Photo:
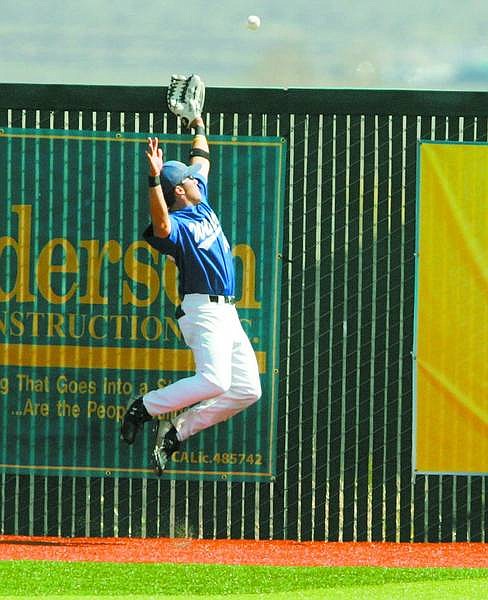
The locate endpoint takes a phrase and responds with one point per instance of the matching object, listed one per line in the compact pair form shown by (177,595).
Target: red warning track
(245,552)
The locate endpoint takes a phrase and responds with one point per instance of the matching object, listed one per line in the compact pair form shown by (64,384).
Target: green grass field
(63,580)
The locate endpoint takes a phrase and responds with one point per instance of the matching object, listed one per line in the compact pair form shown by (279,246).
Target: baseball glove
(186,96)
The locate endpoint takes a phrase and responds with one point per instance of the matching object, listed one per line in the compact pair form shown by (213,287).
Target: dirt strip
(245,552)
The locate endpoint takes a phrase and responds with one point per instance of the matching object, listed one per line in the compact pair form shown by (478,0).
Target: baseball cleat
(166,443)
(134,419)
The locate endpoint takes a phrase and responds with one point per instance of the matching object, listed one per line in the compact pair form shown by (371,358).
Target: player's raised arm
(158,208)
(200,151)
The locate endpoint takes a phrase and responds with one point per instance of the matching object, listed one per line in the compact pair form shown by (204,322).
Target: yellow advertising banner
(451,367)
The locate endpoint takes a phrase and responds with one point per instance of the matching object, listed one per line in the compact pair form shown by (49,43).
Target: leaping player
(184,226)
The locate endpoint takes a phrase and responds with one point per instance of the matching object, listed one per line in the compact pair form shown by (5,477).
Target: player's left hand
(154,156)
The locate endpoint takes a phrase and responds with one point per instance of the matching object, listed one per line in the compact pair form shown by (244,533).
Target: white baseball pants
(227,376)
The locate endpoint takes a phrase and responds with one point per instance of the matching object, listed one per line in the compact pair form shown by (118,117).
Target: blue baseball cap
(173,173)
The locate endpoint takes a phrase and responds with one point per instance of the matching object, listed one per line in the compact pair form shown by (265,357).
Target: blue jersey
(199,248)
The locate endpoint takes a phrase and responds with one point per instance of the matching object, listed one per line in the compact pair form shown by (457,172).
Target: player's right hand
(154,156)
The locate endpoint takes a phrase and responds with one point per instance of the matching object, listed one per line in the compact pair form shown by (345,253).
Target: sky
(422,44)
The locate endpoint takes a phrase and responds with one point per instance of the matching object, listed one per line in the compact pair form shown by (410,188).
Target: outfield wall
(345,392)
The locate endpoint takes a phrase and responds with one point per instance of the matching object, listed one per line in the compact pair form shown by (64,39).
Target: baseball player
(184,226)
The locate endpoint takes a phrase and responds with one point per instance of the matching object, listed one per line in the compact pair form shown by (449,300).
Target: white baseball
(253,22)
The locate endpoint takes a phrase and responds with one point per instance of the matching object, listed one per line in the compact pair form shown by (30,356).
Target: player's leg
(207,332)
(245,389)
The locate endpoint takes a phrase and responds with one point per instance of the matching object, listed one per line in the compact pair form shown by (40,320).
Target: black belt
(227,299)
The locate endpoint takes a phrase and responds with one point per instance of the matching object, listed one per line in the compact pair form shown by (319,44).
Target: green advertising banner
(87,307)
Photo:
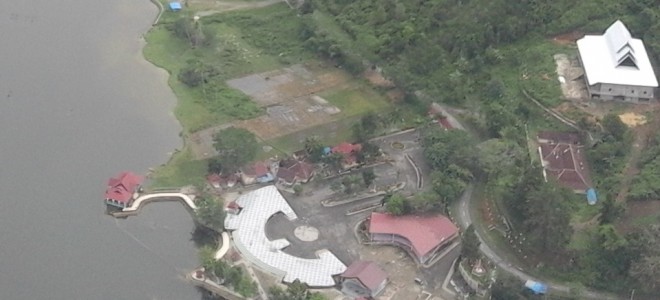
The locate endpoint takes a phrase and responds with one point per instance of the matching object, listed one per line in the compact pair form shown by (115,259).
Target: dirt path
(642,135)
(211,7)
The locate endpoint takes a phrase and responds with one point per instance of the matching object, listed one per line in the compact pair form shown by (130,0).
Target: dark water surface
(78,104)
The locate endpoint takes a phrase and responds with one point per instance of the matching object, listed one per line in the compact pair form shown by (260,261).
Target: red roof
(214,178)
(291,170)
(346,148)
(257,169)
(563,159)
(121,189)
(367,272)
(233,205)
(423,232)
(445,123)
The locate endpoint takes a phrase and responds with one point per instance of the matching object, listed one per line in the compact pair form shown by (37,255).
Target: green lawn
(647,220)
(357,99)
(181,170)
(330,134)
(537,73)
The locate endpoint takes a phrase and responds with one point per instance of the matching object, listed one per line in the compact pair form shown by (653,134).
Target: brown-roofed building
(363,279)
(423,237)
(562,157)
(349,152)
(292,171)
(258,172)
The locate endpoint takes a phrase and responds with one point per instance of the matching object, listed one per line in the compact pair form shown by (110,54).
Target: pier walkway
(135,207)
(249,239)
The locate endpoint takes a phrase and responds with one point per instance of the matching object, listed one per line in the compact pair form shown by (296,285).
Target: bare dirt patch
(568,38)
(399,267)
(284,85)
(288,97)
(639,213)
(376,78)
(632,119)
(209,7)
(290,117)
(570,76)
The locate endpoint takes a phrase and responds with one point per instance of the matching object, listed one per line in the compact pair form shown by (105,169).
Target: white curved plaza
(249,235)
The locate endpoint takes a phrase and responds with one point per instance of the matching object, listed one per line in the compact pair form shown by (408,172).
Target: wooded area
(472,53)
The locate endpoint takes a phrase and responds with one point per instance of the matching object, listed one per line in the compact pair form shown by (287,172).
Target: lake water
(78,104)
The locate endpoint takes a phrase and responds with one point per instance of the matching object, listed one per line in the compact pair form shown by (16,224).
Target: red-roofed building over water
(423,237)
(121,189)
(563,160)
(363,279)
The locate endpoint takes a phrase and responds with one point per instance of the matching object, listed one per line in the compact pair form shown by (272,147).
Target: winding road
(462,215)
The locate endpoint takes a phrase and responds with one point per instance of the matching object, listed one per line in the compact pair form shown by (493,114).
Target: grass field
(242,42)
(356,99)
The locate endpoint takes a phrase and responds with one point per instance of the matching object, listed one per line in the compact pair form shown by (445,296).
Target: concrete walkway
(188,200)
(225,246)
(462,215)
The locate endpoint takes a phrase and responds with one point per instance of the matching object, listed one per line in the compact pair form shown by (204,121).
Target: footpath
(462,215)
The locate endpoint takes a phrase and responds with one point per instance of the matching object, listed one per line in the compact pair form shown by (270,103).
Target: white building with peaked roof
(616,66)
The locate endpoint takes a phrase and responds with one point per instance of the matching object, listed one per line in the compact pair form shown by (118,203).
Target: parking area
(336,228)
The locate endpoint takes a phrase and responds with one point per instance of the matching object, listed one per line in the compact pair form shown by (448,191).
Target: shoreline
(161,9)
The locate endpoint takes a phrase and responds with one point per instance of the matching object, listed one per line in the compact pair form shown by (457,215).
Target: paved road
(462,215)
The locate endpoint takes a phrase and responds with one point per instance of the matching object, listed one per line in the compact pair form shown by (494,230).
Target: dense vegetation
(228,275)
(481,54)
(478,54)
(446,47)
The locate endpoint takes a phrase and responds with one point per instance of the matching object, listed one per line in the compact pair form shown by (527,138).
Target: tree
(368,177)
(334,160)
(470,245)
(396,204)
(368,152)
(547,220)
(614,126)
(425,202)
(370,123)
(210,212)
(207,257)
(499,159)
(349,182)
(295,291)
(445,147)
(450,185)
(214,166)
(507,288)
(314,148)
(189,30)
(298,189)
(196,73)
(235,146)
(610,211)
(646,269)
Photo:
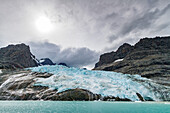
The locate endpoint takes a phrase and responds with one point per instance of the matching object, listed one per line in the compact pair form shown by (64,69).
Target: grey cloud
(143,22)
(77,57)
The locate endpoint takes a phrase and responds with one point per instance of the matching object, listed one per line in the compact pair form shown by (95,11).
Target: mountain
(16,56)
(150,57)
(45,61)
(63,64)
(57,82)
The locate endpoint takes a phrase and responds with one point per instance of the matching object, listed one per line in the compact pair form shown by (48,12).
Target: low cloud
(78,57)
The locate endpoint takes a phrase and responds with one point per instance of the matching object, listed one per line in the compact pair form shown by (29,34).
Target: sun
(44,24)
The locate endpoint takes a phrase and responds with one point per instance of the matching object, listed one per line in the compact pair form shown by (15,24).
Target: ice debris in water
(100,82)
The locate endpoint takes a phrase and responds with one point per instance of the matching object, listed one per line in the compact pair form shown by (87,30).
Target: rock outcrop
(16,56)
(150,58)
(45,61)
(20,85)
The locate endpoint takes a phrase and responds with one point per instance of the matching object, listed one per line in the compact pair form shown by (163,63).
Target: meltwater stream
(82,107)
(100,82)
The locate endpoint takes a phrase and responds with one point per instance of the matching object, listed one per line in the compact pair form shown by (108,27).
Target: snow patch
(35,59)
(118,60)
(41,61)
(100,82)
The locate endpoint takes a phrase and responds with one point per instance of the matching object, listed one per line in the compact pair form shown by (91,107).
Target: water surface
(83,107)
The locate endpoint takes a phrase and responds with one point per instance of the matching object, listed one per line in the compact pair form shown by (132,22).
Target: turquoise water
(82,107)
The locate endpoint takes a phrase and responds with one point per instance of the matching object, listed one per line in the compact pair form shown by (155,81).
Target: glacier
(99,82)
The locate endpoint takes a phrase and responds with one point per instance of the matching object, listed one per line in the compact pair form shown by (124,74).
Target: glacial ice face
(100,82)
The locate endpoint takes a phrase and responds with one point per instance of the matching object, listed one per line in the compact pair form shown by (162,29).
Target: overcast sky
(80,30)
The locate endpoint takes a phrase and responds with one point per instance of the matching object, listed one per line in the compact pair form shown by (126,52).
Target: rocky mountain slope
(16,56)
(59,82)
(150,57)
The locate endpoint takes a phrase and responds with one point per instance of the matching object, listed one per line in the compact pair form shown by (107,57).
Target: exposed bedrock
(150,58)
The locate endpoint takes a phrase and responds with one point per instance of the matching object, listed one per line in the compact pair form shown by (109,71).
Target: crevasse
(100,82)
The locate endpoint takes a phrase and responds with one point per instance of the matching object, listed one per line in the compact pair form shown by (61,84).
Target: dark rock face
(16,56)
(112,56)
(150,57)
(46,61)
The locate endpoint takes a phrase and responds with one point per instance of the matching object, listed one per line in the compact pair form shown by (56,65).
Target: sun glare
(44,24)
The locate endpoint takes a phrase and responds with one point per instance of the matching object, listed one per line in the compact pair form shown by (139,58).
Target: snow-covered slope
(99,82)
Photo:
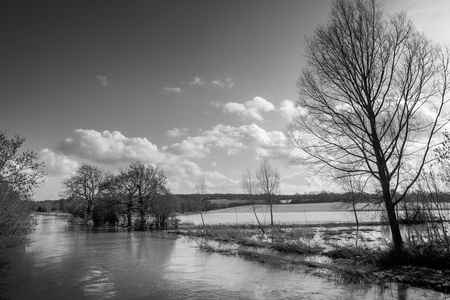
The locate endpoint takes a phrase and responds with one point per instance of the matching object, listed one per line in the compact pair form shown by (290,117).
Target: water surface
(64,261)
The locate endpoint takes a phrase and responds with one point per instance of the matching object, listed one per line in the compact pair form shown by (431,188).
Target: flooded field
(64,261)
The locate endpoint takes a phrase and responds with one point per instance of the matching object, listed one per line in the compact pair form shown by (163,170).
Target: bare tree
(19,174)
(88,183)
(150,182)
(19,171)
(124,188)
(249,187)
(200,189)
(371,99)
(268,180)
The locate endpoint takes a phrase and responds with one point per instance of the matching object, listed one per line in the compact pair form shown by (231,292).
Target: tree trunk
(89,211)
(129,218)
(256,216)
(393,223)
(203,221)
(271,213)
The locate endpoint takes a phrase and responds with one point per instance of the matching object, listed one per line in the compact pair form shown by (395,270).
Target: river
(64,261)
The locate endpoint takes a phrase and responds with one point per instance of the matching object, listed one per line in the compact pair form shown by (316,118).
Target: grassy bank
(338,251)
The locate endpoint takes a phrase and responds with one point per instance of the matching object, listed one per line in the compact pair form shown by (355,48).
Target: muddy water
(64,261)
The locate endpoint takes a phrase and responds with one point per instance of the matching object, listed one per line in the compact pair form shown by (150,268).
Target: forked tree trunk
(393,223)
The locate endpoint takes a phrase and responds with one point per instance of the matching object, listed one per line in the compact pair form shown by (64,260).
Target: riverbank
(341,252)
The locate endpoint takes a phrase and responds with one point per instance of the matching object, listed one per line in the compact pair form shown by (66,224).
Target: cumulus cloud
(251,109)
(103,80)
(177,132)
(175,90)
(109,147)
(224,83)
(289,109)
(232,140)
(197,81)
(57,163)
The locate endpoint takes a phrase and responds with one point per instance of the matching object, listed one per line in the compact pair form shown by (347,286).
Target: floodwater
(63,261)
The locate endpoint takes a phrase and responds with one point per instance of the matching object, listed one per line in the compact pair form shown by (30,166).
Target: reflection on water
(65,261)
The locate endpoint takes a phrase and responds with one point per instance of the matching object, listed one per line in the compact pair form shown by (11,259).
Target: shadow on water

⁂

▸ Set problem
Beginning with the line that contains "shown by (64,260).", quote each line exactly through the last line of the entries above, and nothing beyond them.

▸ Written answer
The locate endpoint takes a phrase and responds with one point per instance of the matching object, listed one per line in the compact pair form shown by (64,260).
Target: riverbank
(341,252)
The locate endpoint takes a phrase and responds with one point per instance of the matching object, listed one per line in the compact pair form shown by (66,224).
Target: cumulus cloud
(251,109)
(103,80)
(177,132)
(175,90)
(109,147)
(224,83)
(289,109)
(232,140)
(197,81)
(57,163)
The locate endpoint takes a phrase and responds with one point per instance of the matching object, listed one per line in the compact pair form shown by (347,286).
Target: floodwater
(63,261)
The locate endpoint takes a phrase and responds with one point per instance of the matching object, listed one per line in the compact pair form shown by (30,166).
Target: reflection on water
(65,261)
The locate endpoint takes a phrase and responds with one point per instance of the matching object, listed one per line in the compact pair form shown by (11,259).
Target: shadow on water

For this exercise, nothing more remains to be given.